### What you should do:
Return each line of the material below that contains the string "above". Letter case matters.

### Material provided:
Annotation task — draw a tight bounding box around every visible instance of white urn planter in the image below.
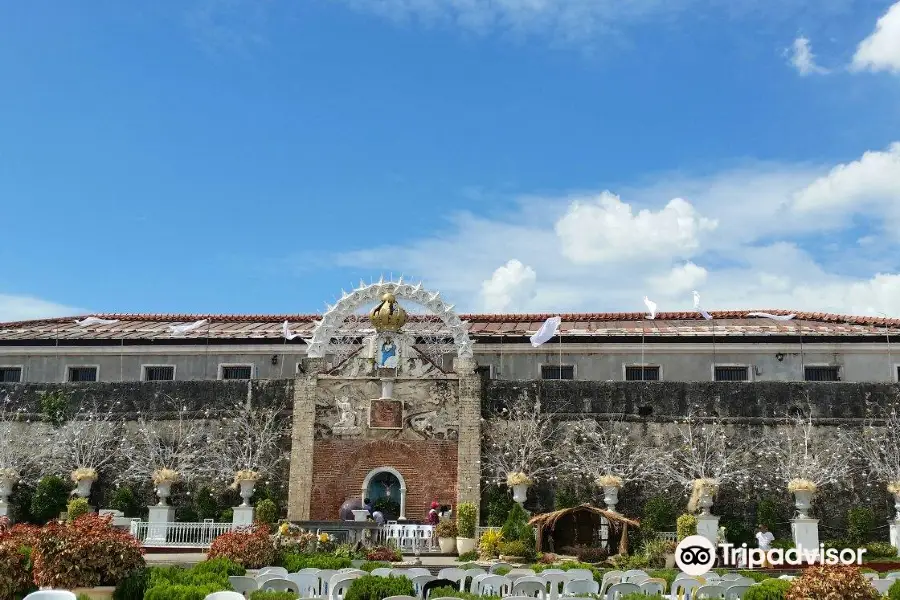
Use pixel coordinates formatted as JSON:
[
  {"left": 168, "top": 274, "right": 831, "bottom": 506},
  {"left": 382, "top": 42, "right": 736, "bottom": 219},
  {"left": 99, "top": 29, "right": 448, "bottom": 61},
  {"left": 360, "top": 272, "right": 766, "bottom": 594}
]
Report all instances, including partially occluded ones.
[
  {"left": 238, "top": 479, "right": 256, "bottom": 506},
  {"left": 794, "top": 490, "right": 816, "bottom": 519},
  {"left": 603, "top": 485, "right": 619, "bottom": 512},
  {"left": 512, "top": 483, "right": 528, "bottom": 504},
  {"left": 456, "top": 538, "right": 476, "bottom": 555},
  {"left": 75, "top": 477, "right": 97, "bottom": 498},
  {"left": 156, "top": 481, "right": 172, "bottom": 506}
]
--
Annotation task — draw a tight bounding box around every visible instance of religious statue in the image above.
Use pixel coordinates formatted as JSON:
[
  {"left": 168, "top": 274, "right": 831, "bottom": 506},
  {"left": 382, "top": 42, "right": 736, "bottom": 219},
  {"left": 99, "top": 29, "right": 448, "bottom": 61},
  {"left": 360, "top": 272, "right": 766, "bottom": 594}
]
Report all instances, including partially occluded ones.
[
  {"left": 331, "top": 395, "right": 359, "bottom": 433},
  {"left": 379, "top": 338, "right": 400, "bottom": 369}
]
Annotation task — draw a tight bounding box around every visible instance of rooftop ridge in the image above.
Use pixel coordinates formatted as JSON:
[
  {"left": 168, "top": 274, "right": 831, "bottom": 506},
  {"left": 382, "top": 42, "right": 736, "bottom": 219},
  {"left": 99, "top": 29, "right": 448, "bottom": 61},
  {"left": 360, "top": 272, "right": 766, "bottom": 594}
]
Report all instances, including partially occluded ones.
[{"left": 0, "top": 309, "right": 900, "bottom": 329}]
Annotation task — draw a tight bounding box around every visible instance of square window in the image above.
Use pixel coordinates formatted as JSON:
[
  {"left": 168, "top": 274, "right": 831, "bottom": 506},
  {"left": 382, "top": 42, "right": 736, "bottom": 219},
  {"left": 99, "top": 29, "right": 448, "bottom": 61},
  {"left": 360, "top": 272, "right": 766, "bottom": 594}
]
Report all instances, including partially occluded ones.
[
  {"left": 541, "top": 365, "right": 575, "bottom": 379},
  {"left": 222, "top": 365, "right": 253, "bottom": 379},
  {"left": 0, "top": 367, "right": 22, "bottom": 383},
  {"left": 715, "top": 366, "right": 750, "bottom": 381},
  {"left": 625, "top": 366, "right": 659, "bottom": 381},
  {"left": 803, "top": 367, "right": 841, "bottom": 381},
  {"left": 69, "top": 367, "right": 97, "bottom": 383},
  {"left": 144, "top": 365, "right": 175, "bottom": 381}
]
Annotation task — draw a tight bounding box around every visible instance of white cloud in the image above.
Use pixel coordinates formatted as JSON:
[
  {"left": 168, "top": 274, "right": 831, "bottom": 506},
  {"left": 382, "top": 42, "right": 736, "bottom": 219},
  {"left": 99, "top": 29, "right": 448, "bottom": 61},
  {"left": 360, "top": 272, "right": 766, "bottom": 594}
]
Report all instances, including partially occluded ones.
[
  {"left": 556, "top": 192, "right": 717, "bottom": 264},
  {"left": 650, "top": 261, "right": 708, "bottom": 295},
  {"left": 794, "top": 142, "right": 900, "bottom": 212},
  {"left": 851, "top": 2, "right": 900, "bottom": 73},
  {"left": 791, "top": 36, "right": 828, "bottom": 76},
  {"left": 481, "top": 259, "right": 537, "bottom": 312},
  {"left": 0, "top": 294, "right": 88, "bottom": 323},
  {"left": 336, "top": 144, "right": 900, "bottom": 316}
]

### Reply:
Annotation task — draw a tight bounding box around every visible instance of religious statue in the image above.
Annotation task — draw a tight bounding box around every visible instance of rooftop ridge in the image above.
Annotation task — draw a tight bounding box around every visible instance of square window in the image above.
Annotation task — draw a tight bounding box around every visible instance of white cloud in the image above.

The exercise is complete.